**Directions for this task**. Exclude any images and output the remaining records exactly.

**Task input**.

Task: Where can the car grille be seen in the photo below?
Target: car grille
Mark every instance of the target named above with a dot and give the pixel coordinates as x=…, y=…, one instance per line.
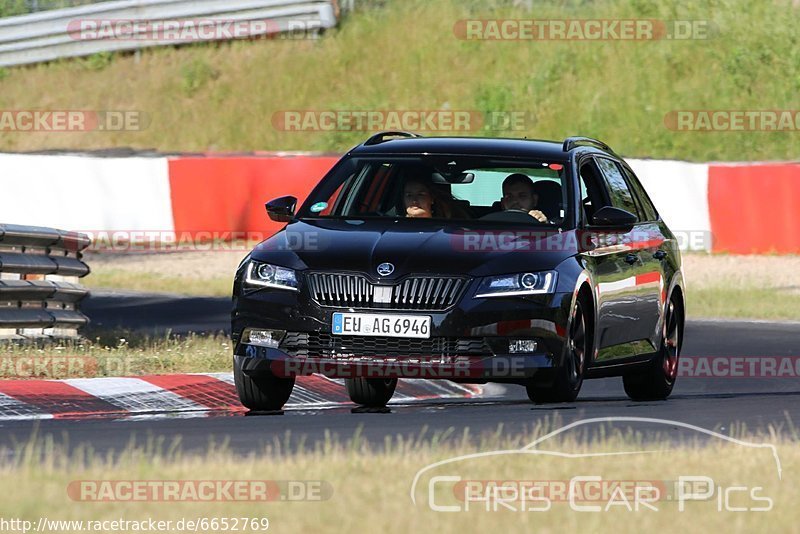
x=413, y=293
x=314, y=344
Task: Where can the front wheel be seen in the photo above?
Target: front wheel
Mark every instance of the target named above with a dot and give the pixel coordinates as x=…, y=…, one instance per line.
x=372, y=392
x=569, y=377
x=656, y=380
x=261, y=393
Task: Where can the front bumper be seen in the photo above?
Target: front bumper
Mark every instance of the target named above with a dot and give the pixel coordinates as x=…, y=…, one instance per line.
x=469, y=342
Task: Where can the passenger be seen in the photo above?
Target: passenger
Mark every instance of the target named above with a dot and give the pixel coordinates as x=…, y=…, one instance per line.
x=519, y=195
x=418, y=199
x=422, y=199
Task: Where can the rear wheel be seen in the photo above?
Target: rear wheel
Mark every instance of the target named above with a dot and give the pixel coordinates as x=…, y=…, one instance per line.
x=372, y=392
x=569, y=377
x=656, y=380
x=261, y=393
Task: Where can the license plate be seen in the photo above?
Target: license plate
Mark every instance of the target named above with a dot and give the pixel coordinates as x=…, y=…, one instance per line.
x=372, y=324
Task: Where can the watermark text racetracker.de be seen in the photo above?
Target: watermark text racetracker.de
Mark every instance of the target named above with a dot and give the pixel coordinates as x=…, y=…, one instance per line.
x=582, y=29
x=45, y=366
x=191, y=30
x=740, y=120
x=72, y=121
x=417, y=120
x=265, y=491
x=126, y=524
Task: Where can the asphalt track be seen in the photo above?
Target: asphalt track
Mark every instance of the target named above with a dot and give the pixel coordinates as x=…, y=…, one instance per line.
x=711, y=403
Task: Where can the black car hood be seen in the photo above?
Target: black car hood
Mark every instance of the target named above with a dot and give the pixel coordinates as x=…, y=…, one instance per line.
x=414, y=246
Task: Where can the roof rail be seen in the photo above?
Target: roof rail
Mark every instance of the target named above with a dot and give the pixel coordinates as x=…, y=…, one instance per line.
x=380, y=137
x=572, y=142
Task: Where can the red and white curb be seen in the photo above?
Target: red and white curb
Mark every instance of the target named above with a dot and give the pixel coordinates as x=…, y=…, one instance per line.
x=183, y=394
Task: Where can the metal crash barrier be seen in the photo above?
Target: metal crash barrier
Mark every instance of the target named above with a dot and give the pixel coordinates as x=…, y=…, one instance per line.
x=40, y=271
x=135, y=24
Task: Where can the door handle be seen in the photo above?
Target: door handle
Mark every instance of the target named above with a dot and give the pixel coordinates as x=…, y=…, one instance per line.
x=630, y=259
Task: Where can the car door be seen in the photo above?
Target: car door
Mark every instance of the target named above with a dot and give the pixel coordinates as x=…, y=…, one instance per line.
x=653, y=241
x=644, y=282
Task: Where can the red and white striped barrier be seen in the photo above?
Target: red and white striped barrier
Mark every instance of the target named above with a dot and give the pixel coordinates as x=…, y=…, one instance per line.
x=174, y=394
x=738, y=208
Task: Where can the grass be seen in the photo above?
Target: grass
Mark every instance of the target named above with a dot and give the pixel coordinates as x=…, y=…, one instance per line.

**Response area**.
Task: Where can the car grille be seen in the photo below?
Target: car grille
Mark every instance of the target named above with a dot and give the pixel coordinates as x=…, y=…, one instance per line.
x=413, y=293
x=314, y=344
Task: Where can the front wheel be seen in the photo above?
Target: front wheel
Mark every instance of the target named above with a dot and give the pixel coordinates as x=…, y=…, one instance per line.
x=372, y=392
x=569, y=377
x=656, y=380
x=261, y=393
Task: Where can the front bumper be seen in the photo above?
Target: front bumper
Mark every instance of the target named above with a dot and give the pixel coordinates as x=…, y=…, one instance per line.
x=469, y=342
Task: Where can the passenger be seen in the photo above?
Target: passenger
Mark every instance of the target named above with a dot and give the pixel coordinates as x=…, y=…, one instance per line.
x=519, y=195
x=418, y=199
x=422, y=199
Task: Where can the rear wheel be seen in the photo above?
Target: rear wheel
Mark every instance of the target named above with a dot and give the pixel coordinates as x=…, y=…, one instance per line.
x=372, y=392
x=569, y=377
x=656, y=380
x=261, y=393
Task: Where can the license plate be seen in the photo above?
Target: license plate
Mark every instance of the target named above with a dot and give the pixel coordinates as x=…, y=…, one instance per line.
x=372, y=324
Task: Where can the watermark text racetracker.de be seen in the photo above?
Target: watermark text racetracker.de
Mark every instance of the target named above with a dot and give the pixel coordinates as x=…, y=…, one instance per line.
x=582, y=29
x=45, y=366
x=191, y=30
x=740, y=120
x=72, y=121
x=417, y=120
x=265, y=491
x=126, y=524
Task: Where can the asphalt track be seen in the photo above?
Target: asphalt track
Mark every instance of the target named above with a dot and give the pixel coordinates as x=…, y=…, one instance per line.
x=711, y=403
Task: Where can the black car hood be seen in the photo above?
Target: black car hood
Mark every instance of the target named above with a dot and give the pixel coordinates as x=…, y=…, one instance per line.
x=414, y=246
Task: Where can the roof rail be seen in the photo above?
Target: roof rail
Mark every instance of the target named above with a dot and give the pixel coordinates as x=…, y=…, one instance per line.
x=380, y=137
x=572, y=142
Task: Where can the red and white curb be seen in the photo above?
Target: red and white curb
Mark every instance of the target named above with a dot and give the pixel coordinates as x=…, y=…, one instance per line.
x=183, y=394
Task: Where can the metal crash barrier be seen in the photo above?
Target: metal crash barrier
Mark every instance of the target named above with a dot and give the pixel coordinates as x=…, y=…, one instance per line.
x=40, y=271
x=135, y=24
Task: Where can the door handle be seen in the photo above?
Target: door handle
Mark every instance of the target named above with a dot and give the pixel coordinates as x=…, y=…, one instance per line.
x=630, y=259
Task: Where can the car door be seen in the photo above?
Target: car door
Mark every instance of the target named above with a dot and give the pixel coordinates as x=…, y=…, one instance per line.
x=653, y=241
x=644, y=282
Task: Where can the red and white striped barrier be seen in the photo above?
Target: red and white striped barrier
Mark every instance of the target named above with a dot and give the pixel coordinates as x=…, y=…, one instance per line.
x=174, y=394
x=738, y=208
Task: Where can the grass be seen in the photo above?
Target: grass
Mark every instance of the target named above with a dot and give the pixel coordinates as x=…, y=…, one instance per line.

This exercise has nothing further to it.